• **What you have to do**:
Rewrite the data below, putting "Class reminder" wherever "Note for the class" appears and keeping every other word the same. Omit the pictures from your answer.

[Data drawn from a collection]
★ ★ ★
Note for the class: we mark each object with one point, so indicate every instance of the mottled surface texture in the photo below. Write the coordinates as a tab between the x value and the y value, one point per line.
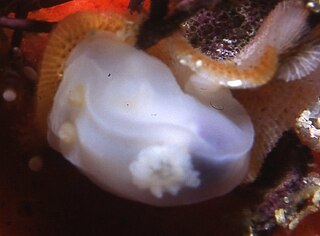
223	31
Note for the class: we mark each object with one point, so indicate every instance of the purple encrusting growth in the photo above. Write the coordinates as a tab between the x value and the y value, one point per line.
223	31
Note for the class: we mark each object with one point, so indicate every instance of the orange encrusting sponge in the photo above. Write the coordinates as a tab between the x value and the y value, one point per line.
227	73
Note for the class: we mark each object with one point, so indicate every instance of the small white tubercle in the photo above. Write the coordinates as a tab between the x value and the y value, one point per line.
121	118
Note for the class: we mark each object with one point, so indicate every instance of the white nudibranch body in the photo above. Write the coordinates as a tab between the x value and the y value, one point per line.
121	118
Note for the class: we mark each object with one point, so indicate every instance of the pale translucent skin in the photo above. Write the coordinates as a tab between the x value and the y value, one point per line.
121	118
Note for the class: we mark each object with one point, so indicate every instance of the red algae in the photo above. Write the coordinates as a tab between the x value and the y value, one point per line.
57	13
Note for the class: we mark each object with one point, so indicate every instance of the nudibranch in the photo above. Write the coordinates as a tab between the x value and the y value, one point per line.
161	126
120	116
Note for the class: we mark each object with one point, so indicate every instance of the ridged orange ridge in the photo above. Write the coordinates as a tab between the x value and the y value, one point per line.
227	72
68	33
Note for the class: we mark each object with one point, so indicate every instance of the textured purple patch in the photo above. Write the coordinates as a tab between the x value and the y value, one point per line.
223	31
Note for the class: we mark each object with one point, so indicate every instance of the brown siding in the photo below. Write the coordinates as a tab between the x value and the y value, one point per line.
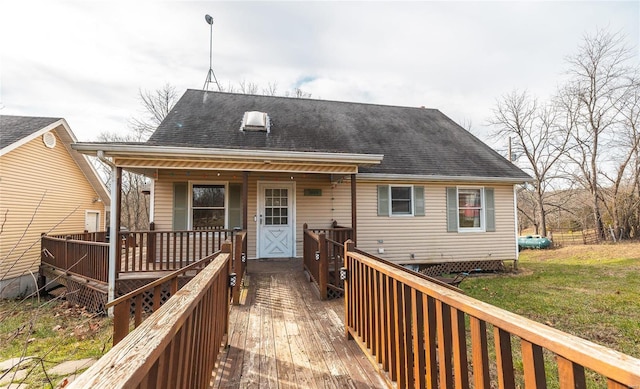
30	175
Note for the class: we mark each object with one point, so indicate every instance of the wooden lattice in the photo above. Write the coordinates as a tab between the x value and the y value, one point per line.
93	300
126	286
439	269
334	293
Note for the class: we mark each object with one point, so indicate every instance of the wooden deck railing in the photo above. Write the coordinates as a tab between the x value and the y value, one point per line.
155	293
99	236
417	331
178	345
146	251
82	258
322	257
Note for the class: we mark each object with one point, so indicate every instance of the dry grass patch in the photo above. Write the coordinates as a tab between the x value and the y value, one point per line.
590	291
51	331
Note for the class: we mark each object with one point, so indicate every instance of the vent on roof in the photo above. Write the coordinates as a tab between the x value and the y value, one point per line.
255	121
49	140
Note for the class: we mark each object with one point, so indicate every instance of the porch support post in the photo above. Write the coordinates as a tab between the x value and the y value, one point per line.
245	199
114	231
354	215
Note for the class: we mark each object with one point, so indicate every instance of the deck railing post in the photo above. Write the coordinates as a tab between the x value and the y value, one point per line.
304	246
323	266
349	246
227	248
151	243
237	266
66	252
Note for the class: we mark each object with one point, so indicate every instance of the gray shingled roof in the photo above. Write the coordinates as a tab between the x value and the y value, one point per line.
413	140
14	128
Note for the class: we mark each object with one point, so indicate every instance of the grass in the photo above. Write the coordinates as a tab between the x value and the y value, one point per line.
592	292
51	331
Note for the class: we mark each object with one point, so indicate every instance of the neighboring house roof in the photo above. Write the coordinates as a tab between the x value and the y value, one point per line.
16	131
414	141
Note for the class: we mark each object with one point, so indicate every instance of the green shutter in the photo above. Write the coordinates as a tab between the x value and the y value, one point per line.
452	209
418	201
383	200
490	210
235	206
180	205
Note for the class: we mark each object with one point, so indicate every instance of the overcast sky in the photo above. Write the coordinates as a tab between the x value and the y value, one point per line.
85	61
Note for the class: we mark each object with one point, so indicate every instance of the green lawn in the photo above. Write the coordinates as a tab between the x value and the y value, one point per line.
52	332
589	291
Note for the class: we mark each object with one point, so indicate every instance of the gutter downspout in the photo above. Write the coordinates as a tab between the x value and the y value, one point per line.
515	214
113	233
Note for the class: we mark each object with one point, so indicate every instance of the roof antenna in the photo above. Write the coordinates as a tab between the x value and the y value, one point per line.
211	77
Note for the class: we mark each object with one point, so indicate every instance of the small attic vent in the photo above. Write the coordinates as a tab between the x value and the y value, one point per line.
49	140
255	121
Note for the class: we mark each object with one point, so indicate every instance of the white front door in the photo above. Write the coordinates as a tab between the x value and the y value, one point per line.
276	220
92	221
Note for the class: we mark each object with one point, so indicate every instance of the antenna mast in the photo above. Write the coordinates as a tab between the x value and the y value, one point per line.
211	77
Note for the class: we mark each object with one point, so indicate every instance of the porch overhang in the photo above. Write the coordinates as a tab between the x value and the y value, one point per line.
144	158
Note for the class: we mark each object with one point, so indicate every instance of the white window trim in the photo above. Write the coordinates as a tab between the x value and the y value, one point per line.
411	206
483	224
226	201
100	223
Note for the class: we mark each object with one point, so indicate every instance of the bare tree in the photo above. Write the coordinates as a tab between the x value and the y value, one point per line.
619	196
537	138
599	78
156	106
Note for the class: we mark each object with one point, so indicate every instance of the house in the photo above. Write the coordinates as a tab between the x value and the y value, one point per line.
414	186
45	187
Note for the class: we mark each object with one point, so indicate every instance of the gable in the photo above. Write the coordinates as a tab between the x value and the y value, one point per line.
414	141
17	130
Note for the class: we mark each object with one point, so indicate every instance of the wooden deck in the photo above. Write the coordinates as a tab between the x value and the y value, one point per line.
282	336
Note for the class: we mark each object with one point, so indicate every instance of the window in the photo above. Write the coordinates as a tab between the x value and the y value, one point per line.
255	121
400	200
276	207
470	209
208	211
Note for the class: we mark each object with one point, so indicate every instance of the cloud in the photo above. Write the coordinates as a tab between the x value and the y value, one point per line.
87	61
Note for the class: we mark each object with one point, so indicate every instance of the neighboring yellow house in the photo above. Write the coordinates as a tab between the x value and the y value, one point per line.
45	187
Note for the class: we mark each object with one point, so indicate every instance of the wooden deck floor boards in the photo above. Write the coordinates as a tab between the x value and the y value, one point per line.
283	336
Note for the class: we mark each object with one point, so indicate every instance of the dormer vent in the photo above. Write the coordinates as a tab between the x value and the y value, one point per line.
255	121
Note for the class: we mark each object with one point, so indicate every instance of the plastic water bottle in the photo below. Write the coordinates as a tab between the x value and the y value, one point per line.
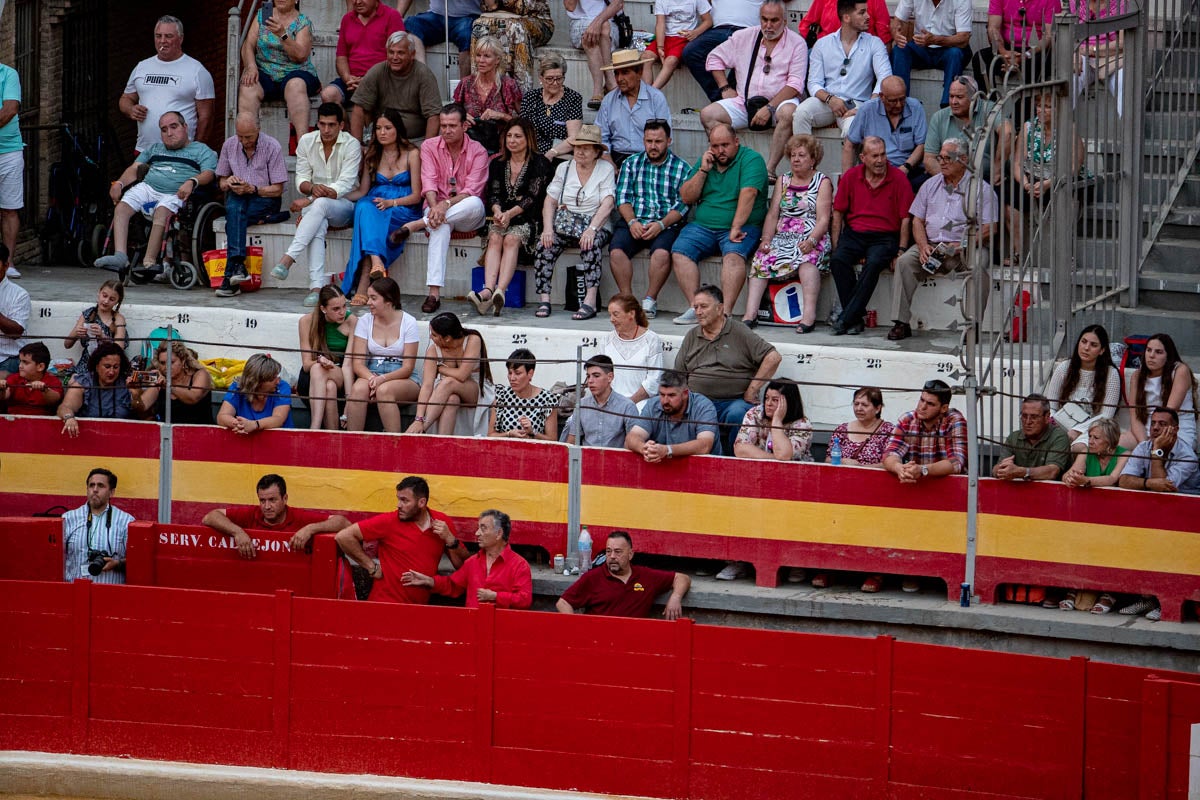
★ ★ ★
• **The solution**:
Class reminder: we mark each object with one point, so indicate every instance of the mottled surface texture in the photo below. Write the coordinates as a tab between the x value and the y value, one point per line.
223	31
Class reminder: we mark each object with one point, so indicate every instance of the purple encrusting growth in the photo above. Write the coordinates as a tab between the x value and the y value, one point per line.
223	31
Class reminder: we mark each object with one point, so indicate every instance of the orange encrusting sponge in the photo above. Write the coordinates as a tab between the x value and the y value, one point per line.
227	73
Class reminder: we mark each object with one point, so indicate every instance of the small white tubercle in the photo above. Write the coordinates as a tab between the x value and the y value, one point per line.
121	118
Class reminder: we mark each object with one point, so indicate every instance of the white nudibranch body in the photo above. Write the coordinates as a tab between the x value and the y value, one point per line.
121	118
Class reminder: we mark each object with one point, so indicate every instance of the pale translucent skin in the photo above. Write the coordinates as a tab between the x value and the y value, one point per line.
121	118
Class reminder: we mark each object with one point, so indicate every instance of the red algae in the photo above. Write the coordinates as a tab between the x value and the y value, one point per line.
57	13
Class reminder: we mark each object with one point, so indicate every instance of the nudibranch in the photo above. Write the coordinates as a tab between the x value and the y value, one point per line.
161	126
120	116
Class reminder: we mark each object with one point, so indicate every instance of the ridged orange ridge in the photo above. Write the coordinates as a tab between the x value and the y value, one point per line.
227	72
68	33
Class reminder: we mark each object with one point, so indicate every instance of the textured purple patch in the photo above. Write the coordinates as a tab between the x value and the y value, one point per line.
223	31
Class reminder: we mark each object with one point, so indicate every instance of the brown siding in the photo below. Write the coordinates as a tab between the x value and the y value, one point per line.
30	175
Class reminder: we mark each object with one point, so indicate every instance of the wooden lattice in the photo above. Write the coordinates as a tab between the x value and the y value, one point per line.
93	300
126	286
439	269
334	293
Class reminder: we mark each object with one point, so indicate every instance of the wooden deck railing in the photo above. Write the coordinates as a tab between the x value and the y value, one point per line.
155	293
99	236
417	331
178	345
146	251
82	258
322	257
Class reminder: we mark each object with one point, so indicate every instance of the dry grass patch in the photo above. Write the coordinates as a tab between the x value and the y value, one point per line.
590	291
51	331
Class reminder: we mark each object with one point, so indicate every instance of the vent on roof in the photo above. Write the coordinates as a tab between the x value and the y value, one point per line.
255	121
49	140
Class reminder: we mark each object with one point, so indicate every instance of the porch support post in the photo above. Write the coordinates as a tab between the x value and the y value, one point per line.
245	199
114	231
354	215
Class reminder: we mark each object with one point, so indicate every instance of the deck railing post in the photo above. Write the coordinates as a tab between the x value and the y value, one point per line.
304	246
323	266
349	246
227	248
151	243
237	266
66	252
Class reminder: we mark each object with one point, so indicate every instance of the gray shingled roof in the photo above. Write the coordinates as a tab between the x value and the y value, one point per line.
413	140
14	128
Class reminder: we mark each object with one point, so indicate every instance of the grass in the photo above. Write the coordinates as a tab between the x value and the y value, one point per line.
592	292
51	331
Class reminder: we mark each object with one point, so indicate every instance of the neighboring house roof in the photo above. Write the coordinates as a tab between the x value and the y value, one point per line.
16	131
414	141
Class reminder: we mark each object with one point, so indicate every instance of the green shutter in the photo above. Write the coordinates as a tab between the x value and the y value, one point per line.
452	209
418	201
383	200
490	210
235	206
180	205
Class reminder: we mark each object with one point, so indicate every instance of the overcast sky in the photo above. Write the coordinates as a tab between the x value and the y value, one point per line.
85	61
Class reminder: we mark each object with one point, so indicate every instance of the green lawn in the photo above. Write the coordinates as a tab between the x value and the y value, one point per line.
52	332
589	291
Class reminder: we mark each object with one point, so indicate every instance of the gutter downspout in the photo above. Write the coordinates as a tab between the x value and the y value, one point per line.
515	214
113	233
Class reminder: we mark each object with one point, so indicate every instance of the roof antenna in the photo above. Write the coordinates as a tab between the x value and the y value, one point per line.
211	77
Class reminder: we mark each object with one point, so indicate every instance of the small attic vent in the photo above. Write the coordinates as a tab between the x value and the y value, one point per line.
49	140
255	121
Class reminder: we mark each object with one point, so indicate every instance of the white front door in the photo above. Write the coordinates as a tab between the x value and the y value, one point per line.
276	220
92	221
Class reminder: we mark each object with one point, so indicate every instance of the antenna mast in the photo above. Write the coordinates as a tab between the x value and the y value, one point per line.
211	77
Class reminder: we mark each object with one point, so indicate every instance of the porch overhang in the photo above. Write the coordinates as a tab between the x value and the y value, one point per line.
144	158
Class reminder: we mark each object with one point, so indicate every instance of the white window trim in the photo above. Write the coordinates as a tab between the x value and the y value, one point per line.
411	206
483	224
226	201
100	223
Class reminder: we mark each object with one point, so indicate every instance of the bare tree in the photo above. Write the coordinates as a tab between the x value and the y value, one point per line.
619	196
537	138
599	78
156	106
Class reminder: we mark each object with one point, so indicate every instance of the house in the photo above. Write the coordinates as a tab between the x value and the y value, one point per line.
414	186
45	187
Class reminder: we mark each object with one point, so indicate every instance of the gable in the photo above. Write the coordinates as a tab between the x value and the y value, one point per line.
414	141
17	130
Class reminder: we mark each object with one point, so indicate every instance of the wooden deck in the photo above. Write the coordinates as a tab between the x value and the y value, one point per line.
282	336
Class reminder: we mark each object with one point, so indicate every instance of the window in the photo above. Write the coordinates as a tab between the x value and the y value, one point per line.
255	121
400	200
276	207
470	209
208	211
Class reminder: we mark each object with one point, so indicate every instance of the cloud in the photo above. Write the coordinates as a tab between the x value and the y value, one point per line.
87	61
Class reminder: we mark each object with one point, so indicate every instance of the neighboring yellow house in the photo above. Write the coordinates as a tab between the x value and the y value, one point per line.
45	187
Class reminder: we mark each object with one point, so indicate every instance of the wooden deck floor boards in the photo above. Write the coordinates as a tab between the x value and the y value, one point per line.
283	336
Class reminder: we mark each object with one point, so indicate every instance of the dormer vent in the photo above. Write the coordinates as a tab between the x value and the y value, one point per line.
255	121
Class reminder: we mark each object with one point, so indicate every instance of the plastic water bottle in the photo below. Write the coordinates as a tab between the x value and the y value, one point per line.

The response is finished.